=== Available records ===

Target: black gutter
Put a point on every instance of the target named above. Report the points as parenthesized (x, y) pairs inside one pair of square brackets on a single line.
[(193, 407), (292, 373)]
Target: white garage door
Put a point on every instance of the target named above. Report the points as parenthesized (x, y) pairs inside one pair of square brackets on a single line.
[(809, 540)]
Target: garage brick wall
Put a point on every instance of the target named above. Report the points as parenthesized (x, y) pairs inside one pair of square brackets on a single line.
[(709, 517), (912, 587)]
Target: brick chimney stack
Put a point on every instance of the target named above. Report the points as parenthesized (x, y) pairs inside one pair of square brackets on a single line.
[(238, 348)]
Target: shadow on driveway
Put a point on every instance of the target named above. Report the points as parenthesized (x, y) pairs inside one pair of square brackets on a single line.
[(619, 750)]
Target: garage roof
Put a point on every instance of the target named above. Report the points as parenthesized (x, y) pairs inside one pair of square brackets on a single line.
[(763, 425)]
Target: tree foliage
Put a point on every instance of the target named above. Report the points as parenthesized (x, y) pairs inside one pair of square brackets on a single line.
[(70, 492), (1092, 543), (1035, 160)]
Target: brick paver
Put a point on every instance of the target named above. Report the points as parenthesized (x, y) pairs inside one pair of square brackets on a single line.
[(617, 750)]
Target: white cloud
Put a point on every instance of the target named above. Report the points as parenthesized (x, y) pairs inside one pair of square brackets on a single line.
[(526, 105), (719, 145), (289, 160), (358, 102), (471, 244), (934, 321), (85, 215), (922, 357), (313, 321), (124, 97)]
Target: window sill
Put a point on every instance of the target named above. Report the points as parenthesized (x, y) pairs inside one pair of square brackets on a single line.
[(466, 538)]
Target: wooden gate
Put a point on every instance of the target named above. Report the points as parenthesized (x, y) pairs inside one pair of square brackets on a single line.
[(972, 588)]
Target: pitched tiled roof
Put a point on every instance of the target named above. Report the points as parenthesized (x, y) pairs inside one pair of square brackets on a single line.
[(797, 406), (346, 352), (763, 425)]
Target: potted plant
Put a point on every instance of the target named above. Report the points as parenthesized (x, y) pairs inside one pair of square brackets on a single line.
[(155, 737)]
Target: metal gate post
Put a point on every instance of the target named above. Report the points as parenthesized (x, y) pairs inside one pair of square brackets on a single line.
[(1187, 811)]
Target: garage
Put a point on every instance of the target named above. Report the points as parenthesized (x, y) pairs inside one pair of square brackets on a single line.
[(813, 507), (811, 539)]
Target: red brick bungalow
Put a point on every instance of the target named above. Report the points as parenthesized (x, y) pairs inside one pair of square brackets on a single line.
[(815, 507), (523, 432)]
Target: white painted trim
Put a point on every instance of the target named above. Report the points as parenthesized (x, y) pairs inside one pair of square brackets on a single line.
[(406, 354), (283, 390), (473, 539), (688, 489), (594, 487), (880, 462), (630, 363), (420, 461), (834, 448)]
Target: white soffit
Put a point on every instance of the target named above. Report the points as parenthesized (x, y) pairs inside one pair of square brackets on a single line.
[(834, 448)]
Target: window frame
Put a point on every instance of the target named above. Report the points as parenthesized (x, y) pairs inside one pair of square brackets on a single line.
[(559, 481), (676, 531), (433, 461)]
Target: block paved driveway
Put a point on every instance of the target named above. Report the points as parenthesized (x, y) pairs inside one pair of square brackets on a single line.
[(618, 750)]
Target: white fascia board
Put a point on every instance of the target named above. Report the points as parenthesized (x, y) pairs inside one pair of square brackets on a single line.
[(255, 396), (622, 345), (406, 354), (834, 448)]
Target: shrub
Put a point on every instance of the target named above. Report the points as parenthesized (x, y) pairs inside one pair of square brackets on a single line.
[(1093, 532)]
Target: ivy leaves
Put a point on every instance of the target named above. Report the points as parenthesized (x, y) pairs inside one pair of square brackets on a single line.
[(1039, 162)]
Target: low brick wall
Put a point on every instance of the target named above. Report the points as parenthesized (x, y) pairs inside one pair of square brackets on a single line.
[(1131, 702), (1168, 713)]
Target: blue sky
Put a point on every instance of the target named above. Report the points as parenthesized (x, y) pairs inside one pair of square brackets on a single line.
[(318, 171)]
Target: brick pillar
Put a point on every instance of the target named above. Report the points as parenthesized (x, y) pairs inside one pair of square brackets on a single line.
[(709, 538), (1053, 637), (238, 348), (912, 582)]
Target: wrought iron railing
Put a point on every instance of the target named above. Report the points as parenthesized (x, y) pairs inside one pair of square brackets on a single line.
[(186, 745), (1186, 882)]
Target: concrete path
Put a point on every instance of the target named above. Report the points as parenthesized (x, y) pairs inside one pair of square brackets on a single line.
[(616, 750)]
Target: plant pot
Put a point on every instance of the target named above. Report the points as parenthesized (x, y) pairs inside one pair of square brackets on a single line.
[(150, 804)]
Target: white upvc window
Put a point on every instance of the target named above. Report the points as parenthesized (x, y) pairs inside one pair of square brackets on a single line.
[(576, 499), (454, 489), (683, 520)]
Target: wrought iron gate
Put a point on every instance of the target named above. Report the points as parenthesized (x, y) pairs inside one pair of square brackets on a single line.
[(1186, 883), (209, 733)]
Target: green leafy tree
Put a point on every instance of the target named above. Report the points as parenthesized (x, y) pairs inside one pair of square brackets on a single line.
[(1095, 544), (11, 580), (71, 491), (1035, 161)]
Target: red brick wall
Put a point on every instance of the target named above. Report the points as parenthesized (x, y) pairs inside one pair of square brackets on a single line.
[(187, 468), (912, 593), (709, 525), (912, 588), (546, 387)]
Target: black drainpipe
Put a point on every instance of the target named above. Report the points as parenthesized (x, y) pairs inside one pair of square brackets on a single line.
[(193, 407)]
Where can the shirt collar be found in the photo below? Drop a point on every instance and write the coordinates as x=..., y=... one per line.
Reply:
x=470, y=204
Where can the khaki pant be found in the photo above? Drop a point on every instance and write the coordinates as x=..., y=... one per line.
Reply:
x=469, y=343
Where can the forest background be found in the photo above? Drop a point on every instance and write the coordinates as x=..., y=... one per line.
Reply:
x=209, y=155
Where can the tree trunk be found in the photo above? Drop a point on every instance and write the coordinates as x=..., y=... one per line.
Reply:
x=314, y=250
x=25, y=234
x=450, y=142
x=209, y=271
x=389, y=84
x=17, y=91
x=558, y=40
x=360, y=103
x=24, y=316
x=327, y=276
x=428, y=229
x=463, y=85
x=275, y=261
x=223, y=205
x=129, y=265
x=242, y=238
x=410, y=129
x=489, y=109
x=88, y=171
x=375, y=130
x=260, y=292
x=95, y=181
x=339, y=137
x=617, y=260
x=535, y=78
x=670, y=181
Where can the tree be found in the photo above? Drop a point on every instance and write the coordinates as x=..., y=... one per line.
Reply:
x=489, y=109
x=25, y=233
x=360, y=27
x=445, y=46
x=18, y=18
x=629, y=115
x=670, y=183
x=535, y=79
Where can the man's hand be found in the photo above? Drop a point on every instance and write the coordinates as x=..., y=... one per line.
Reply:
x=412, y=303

===

Copy down the material above exactly as it is.

> Response:
Target: black gutter
Put a point on every instance of the target named above. Report the points as parenthesized (x, y) pairs inside one pair of square brackets on a single line.
[(193, 407), (292, 373)]
Target: white garage door
Put a point on every instance of the target named above. Report the points as parenthesized (x, y) pairs inside one pair of square brackets on a single line.
[(809, 540)]
Target: garage brick wall
Put a point on every instance of the target named above. Report the points as parenthesized (x, y) pairs inside one pair of square brackets on a single line.
[(709, 517), (912, 587)]
Target: brick chimney stack
Put a point on every instance of the target named above. Report the points as parenthesized (x, y) pairs inside one pair of square brackets on a single line.
[(238, 348)]
Target: shadow on driveway
Put a point on every instance of the target named above. Report the points as parenthesized (x, y) pairs inside one pair of square brackets on a single line.
[(619, 750)]
Target: garage roof
Put a point on every instance of the target named above. Report the points as parenthesized (x, y) pairs inside one pair of square brackets on a single line.
[(763, 425)]
Target: tree foliage
Put a point on every instance of the target named above. Report the points as parenthesized (x, y) pairs inside one pair of square brackets on a single line.
[(70, 492), (1092, 543), (1035, 160)]
Target: brick paver
Put a point on every instance of the target named above. Report the points as parenthesized (x, y) pairs inside one pair of square brackets on a single line.
[(617, 750)]
Target: white cloud
Put a point on every instance of the target named above. Report the points as parenthesized (x, y) pairs inside one pair of square brackets on a single line.
[(526, 105), (719, 145), (289, 160), (358, 102), (471, 244), (934, 321), (85, 215), (922, 357), (313, 321), (124, 97)]
Target: window sill
Put a point on every instance of the target named above. Report the points as parenthesized (x, y) pairs inside one pair of square brackets on a single line.
[(466, 538)]
Target: wooden gate
Put a point on every instance of the target named above. Report the points as parenthesized (x, y) pairs inside one pair of square brackets on a single line.
[(972, 588)]
Target: pitched tiled roof
Put a point on every instance of the target named above. Report the points as parenthesized (x, y) pairs inside one pair of square brackets on a single line.
[(797, 406), (346, 352), (763, 425)]
Target: potted plant
Put a point on every instance of the target named above. Report the points as parenthesized (x, y) pairs inside one pair of square brackets on a single line.
[(155, 737)]
Target: metal gate post
Put a point on every instance of the target named above. Report the points as parenthesized (x, y) pairs inside one pair of square brackets on a single line.
[(1187, 811)]
Target: garage
Put a point on every instance of the target named above. Report the points as parenthesized (x, y) pairs inside one pair of square brackets on a single line.
[(813, 507), (811, 539)]
Target: red brick bungalow
Put a point on every instance of the target named above. Report the points as parenthesized (x, y) pairs inside one pair of square brackets on a single line.
[(815, 507), (523, 432)]
Target: white painted trim
Put a point on every instance of the target named above. Report the points as parenthesized (x, y) pairs inside one pair of square brackets on a single line.
[(406, 354), (283, 390), (473, 539), (688, 489), (594, 487), (880, 462), (630, 363), (420, 461), (834, 448)]
Target: white soffit
Put a point on every instance of the target named above. Report the points as parenthesized (x, y) pairs inside one pair of square brackets on a single line.
[(834, 448)]
Target: window frame
Put a point on every instance of the target named above. Report the points as parenthesized (x, y) pairs inside one pair of square brackets on a single line.
[(559, 481), (676, 531), (433, 461)]
Target: block paved driveway
Put a point on every instance of the target named above. Report the points as parenthesized (x, y) pairs inside one pair of square brackets on a single line.
[(618, 750)]
Target: white fascia board
Put a point on every instance of the target named above. Report the points as parenthesized (x, y) pairs inside one pair of square brackets on a single line.
[(255, 396), (622, 345), (406, 354), (834, 448)]
Target: shrub
Put a point on every instance of the target named above. Report the points as parenthesized (x, y) pairs inside one pair of square brackets on a single line.
[(1093, 532)]
Target: ivy leaves
Put a point on every instance of the target named above. Report the points as parenthesized (x, y) pairs inside one pair of square brackets on a single line.
[(1039, 162)]
Target: low brick wall
Put a point on every instance of the target named above. Report the points as parenthesized (x, y) pairs inside one pair of square brackets on a single line.
[(1131, 702), (1168, 713)]
Target: blue sky
Put a point on every instance of the target named above. Report the points as parenthesized (x, y) pairs inside one pair of square brackets on a single line.
[(318, 171)]
Target: brick pillar
Put a point on every instance of the target named above. Report the points as parenthesized (x, y) pairs inside one pair of square brackets on a single line.
[(709, 538), (1053, 637), (238, 348), (912, 582)]
Target: wrought iron railing
Put a point on every instance of the target named above. Report the points as parenthesized (x, y) pairs inside one pair of square brackets on a single line.
[(186, 745), (1186, 882)]
Target: concrete path
Put a point on every instance of the target named above. Report the points as parenthesized (x, y) pairs inside one pair of square brackets on a single line.
[(616, 750)]
Target: plant pot
Put a point on every instance of the target named above. Report the points as parenthesized (x, y) pairs inside one pair of square brackets on a single line.
[(150, 804)]
Target: white upvc window
Put a point on every instance of the target named above. Report the points as parenthesized (x, y) pairs inside one pair of square brackets on a single line.
[(576, 499), (454, 489), (683, 520)]
Target: wrought iron gate
Put a point on every instance of the target named above. Report the points as parenthesized (x, y) pairs inside one pair of square brackets on a single line.
[(1186, 883), (209, 733)]
Target: green leafy tree
Put a point on every instance of the target named above. Report the points as parenthesized (x, y) pairs inside one pair of square brackets on a single line.
[(1095, 544), (11, 580), (71, 491), (1035, 161)]
Target: red brick wall
Put a point on every instance of the target named above. Report the points as parenthesized (x, y) pairs inside one pair of square brackets on a single line.
[(187, 468), (912, 593), (709, 525), (912, 588), (546, 387)]
Target: black drainpipe
Put a point on every instance of the target named above. Report the points as parenthesized (x, y) pairs inside one pair of square brackets on a single line.
[(193, 407)]
Where can the shirt collar be found in the photo below? Drop a point on every instance and write the coordinates as x=..., y=... one per line.
Reply:
x=470, y=204
Where can the khaki pant be found in the photo above? Drop a point on every instance and write the coordinates as x=..., y=... one per line.
Reply:
x=469, y=343
Where can the forest background be found in the photo above? Drop a point on every instance and write the coordinates as x=..., y=... one per line.
Reply:
x=209, y=155
Where can the tree trunk be found in the photo above? Drop a point on every instance and write the coordinates as x=..., y=... one per line.
Reply:
x=314, y=250
x=25, y=234
x=450, y=142
x=209, y=271
x=389, y=84
x=17, y=91
x=558, y=40
x=360, y=103
x=24, y=316
x=327, y=276
x=428, y=229
x=463, y=85
x=275, y=261
x=223, y=205
x=129, y=265
x=242, y=238
x=410, y=129
x=489, y=109
x=88, y=171
x=375, y=130
x=260, y=292
x=95, y=181
x=339, y=137
x=617, y=260
x=535, y=78
x=670, y=181
Where can the tree be found in the photo above? Drop a point on every instance and write the coordinates as x=..., y=... one per line.
Reply:
x=489, y=109
x=25, y=233
x=360, y=27
x=445, y=46
x=18, y=18
x=629, y=115
x=670, y=183
x=535, y=79
Where can the man's hand be found in the photo above? Drop a point on every instance and write the coordinates as x=..., y=... one per line.
Reply:
x=412, y=303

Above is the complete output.